◆ Task requirements
Return exactly the lines of the records below, starting at the line that contains "sample | x=13, y=306" and ending at the line that contains "sample | x=203, y=56", with both of those lines kept.

◆ Given entries
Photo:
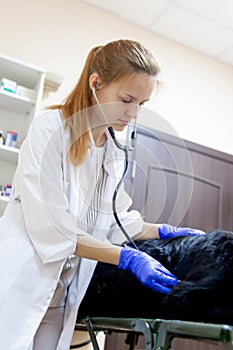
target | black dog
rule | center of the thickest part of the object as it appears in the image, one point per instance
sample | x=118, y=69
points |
x=204, y=266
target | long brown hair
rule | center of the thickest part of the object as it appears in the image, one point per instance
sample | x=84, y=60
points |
x=111, y=62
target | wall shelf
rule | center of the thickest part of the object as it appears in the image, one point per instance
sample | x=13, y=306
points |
x=17, y=111
x=15, y=103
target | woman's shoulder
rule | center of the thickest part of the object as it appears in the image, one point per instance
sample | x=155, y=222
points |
x=49, y=118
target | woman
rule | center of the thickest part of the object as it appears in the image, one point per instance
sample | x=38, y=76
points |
x=59, y=220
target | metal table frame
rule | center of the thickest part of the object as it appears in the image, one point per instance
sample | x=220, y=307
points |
x=158, y=333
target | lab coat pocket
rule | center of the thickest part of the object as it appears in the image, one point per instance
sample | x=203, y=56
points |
x=67, y=190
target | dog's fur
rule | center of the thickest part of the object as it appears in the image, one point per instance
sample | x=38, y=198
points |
x=204, y=266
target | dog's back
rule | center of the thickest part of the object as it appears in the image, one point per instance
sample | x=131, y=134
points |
x=204, y=266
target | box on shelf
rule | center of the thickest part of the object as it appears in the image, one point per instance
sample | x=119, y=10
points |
x=10, y=138
x=8, y=85
x=26, y=92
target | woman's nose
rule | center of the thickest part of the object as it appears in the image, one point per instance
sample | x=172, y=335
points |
x=132, y=111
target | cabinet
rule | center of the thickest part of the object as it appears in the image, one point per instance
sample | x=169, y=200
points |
x=16, y=111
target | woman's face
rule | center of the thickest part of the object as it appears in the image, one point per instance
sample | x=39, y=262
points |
x=121, y=100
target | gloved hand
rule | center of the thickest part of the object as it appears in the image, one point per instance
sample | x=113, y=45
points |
x=168, y=231
x=148, y=270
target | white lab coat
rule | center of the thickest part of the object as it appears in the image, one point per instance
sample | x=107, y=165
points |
x=39, y=228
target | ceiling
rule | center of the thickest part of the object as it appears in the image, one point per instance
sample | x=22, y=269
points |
x=203, y=25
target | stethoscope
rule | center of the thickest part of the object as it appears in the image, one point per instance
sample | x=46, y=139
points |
x=126, y=149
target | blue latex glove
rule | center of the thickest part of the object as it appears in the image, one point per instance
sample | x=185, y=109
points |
x=168, y=231
x=148, y=270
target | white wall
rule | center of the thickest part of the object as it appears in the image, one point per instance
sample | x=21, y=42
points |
x=197, y=98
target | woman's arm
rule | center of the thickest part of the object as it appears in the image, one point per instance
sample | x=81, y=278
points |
x=91, y=248
x=148, y=231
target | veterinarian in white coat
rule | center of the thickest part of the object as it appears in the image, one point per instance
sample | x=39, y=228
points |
x=59, y=220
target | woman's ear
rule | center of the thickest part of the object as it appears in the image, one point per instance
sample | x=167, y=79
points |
x=94, y=81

◆ Response
sample | x=13, y=306
points |
x=17, y=111
x=15, y=103
target | woman's shoulder
rule | center of the thickest part of the object as it appears in the image, one point per instance
sample | x=155, y=222
points |
x=49, y=118
target | woman
rule | center of the thickest part of the object as it appears in the image, one point per instance
sample | x=38, y=76
points |
x=59, y=220
target | metal table frame
rule | center of the thickest part of the object as it appears in the image, one point per instance
sample | x=220, y=307
points |
x=158, y=333
target | lab coat pocket
rule | center of the thickest part of the object as it appears in the image, one point per instance
sample | x=203, y=56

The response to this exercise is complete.